Text extract:
· · · · · · ·

Open idontgetoutmuch opened 9 months ago
So with random-fu
I get
benchmarking Normal single sample monad bayes
time 171.3 μs (171.1 μs .. 171.6 μs)
1.000 R² (1.000 R² .. 1.000 R²)
mean 171.8 μs (171.5 μs .. 172.2 μs)
std dev 1.028 μs (566.3 ns .. 1.746 μs)
but with mwc-random
I get
benchmarking Normal single sample monad bayes
time 304.9 μs (304.3 μs .. 305.5 μs)
1.000 R² (1.000 R² .. 1.000 R²)
mean 305.1 μs (304.7 μs .. 306.0 μs)
std dev 2.089 μs (1.312 μs .. 3.365 μs)
@Shimuuar I don't know why this would be. The implementation in random-fu
is a bit opaque and uses a different algorithm (not the Doornik modified ziggurat method as far as I can see). I will try other distributions. This is just for information. No need to do anything.
Can you, instead of editing in place, copy the file Sampler/Strict.hs
to Sampler/StrictFu.hs
maybe? And then you have two sampler types, both of which you can import in the benchmark, and test against each other?
Well this is mysterious. When I run both benchmarks in one program I get
cabal build speed-bench
speed-bench --match prefix Normal
Removing: speed-samples.csv
Removing: raw.dat
benchmarking Normal single sample monad bayes
time 21.92 μs (21.85 μs .. 22.02 μs)
1.000 R² (1.000 R² .. 1.000 R²)
mean 21.94 μs (21.90 μs .. 22.03 μs)
std dev 183.7 ns (126.4 ns .. 300.8 ns)
benchmarking Normal single sample monad bayes fu
time 112.4 μs (112.3 μs .. 112.5 μs)
1.000 R² (1.000 R² .. 1.000 R²)
mean 112.4 μs (112.3 μs .. 112.6 μs)
std dev 412.1 ns (273.1 ns .. 674.6 ns)
I wonder what the benchmark is actually measuring.
@turion I didn't try your suggestions yet and went back to basics. I have
{-# LANGUAGE ImportQualifiedPost #-}
{-# OPTIONS_GHC -Wall -Wno-type-defaults #-}
import Data.Random qualified as RF
import System.Random.MWC.Distributions qualified as MWC
import System.Random.Stateful (mkStdGen, newIOGenM)
import Criterion.Main
( Benchmark,
bench,
defaultConfig,
defaultMainWith,
nfIO,
)
import Criterion.Types (Config (csvFile, rawDataFile))
import Control.Monad (replicateM)
normalFu :: IO Double
normalFu = newIOGenM (mkStdGen 1729) >>= (RF.runRVar $ RF.normal 0.0 1.0)
normalMwc :: IO Double
normalMwc = newIOGenM (mkStdGen 1729) >>= MWC.normal 0.0 1.0
normalSamplesCSV :: FilePath
normalSamplesCSV = "normal-samples.csv"

· · · · · · ·

Data extract:
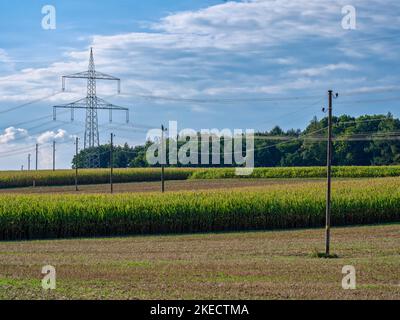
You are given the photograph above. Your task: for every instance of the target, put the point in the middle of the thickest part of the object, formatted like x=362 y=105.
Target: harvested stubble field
x=252 y=265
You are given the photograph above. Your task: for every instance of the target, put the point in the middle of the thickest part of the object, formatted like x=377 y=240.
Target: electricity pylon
x=92 y=104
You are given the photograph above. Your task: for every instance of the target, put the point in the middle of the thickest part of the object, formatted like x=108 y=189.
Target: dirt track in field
x=180 y=185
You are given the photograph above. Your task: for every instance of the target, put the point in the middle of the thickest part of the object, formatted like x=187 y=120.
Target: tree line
x=364 y=140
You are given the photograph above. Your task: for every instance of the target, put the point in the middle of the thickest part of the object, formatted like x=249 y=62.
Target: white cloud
x=235 y=47
x=10 y=134
x=59 y=136
x=323 y=70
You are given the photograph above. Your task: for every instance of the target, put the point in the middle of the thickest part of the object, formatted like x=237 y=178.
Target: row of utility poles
x=163 y=130
x=37 y=158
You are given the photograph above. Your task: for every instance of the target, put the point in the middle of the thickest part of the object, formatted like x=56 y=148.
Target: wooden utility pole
x=54 y=155
x=329 y=170
x=163 y=129
x=76 y=163
x=111 y=162
x=37 y=152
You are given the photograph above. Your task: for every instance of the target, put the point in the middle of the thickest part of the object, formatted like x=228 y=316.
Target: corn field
x=17 y=179
x=364 y=201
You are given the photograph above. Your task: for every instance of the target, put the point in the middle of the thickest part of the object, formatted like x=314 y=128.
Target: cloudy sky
x=204 y=63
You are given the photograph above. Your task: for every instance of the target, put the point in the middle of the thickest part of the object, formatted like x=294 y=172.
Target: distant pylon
x=92 y=103
x=92 y=121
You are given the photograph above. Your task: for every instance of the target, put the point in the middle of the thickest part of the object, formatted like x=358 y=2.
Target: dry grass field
x=251 y=265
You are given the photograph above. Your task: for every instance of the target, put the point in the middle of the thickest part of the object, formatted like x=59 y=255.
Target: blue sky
x=199 y=53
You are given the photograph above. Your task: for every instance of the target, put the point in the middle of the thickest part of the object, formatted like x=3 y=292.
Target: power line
x=29 y=103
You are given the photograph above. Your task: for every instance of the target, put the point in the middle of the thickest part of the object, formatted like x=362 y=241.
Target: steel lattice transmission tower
x=92 y=103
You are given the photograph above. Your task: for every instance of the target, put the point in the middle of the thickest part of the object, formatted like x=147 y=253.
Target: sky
x=205 y=64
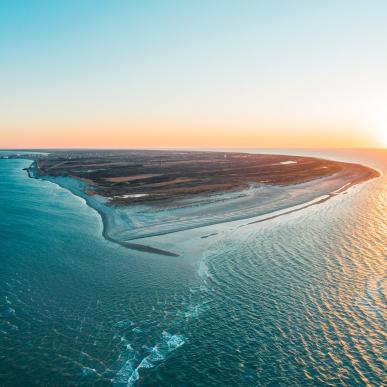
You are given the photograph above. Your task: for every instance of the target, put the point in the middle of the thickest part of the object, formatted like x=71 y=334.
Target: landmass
x=146 y=194
x=145 y=176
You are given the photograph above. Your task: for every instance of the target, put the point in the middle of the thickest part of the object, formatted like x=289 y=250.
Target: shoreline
x=123 y=235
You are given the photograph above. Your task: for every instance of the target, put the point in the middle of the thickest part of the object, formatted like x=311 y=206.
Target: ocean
x=295 y=300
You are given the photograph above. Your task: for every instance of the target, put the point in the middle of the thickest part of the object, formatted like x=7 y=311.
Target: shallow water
x=296 y=300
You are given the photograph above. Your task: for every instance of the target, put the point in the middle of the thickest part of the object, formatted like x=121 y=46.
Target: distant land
x=158 y=177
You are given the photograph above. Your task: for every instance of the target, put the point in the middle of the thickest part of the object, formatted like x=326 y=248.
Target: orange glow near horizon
x=168 y=135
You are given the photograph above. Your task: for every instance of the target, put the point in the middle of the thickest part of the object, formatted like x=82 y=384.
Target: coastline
x=125 y=225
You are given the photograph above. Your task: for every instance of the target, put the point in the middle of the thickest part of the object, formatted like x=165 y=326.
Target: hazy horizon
x=177 y=74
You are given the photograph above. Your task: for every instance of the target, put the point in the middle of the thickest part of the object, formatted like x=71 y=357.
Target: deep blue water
x=298 y=300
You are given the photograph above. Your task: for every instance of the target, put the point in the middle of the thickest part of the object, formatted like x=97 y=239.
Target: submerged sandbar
x=141 y=194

· · · · · · ·

Stated exercise 1:
Name every module that the code in the benchmarking thread imports.
Stated exercise 2:
Do these statements agree with the benchmarking thread? Answer yes or no for each, and quote the words that decide it.
(a) In the first two separate runs, the mwc-random benchmark reported a longer time than the random-fu one.
(b) The poster believes random-fu uses the Doornik modified ziggurat method.
(c) The poster asks for a fix to be made.
Stated exercise 3:
According to the benchmarking thread, why copy Sampler/Strict.hs to Sampler/StrictFu.hs instead of editing the file in place?
The data above is separate from the thread and unrelated to it.

Correct result 1:
Data.Random, System.Random.MWC.Distributions, System.Random.Stateful, Criterion.Main, Criterion.Types, Control.Monad

Correct result 2:
(a) Yes: "time 304.9 μs (304.3 μs .. 305.5 μs)" for mwc-random, against "time 171.3 μs (171.1 μs .. 171.6 μs)" for random-fu.
(b) No: "uses a different algorithm (not the Doornik modified ziggurat method as far as I can see)"
(c) No: "No need to do anything."

Correct result 3:
Copying the file gives two sampler types. Both can be imported into the benchmark and tested against each other.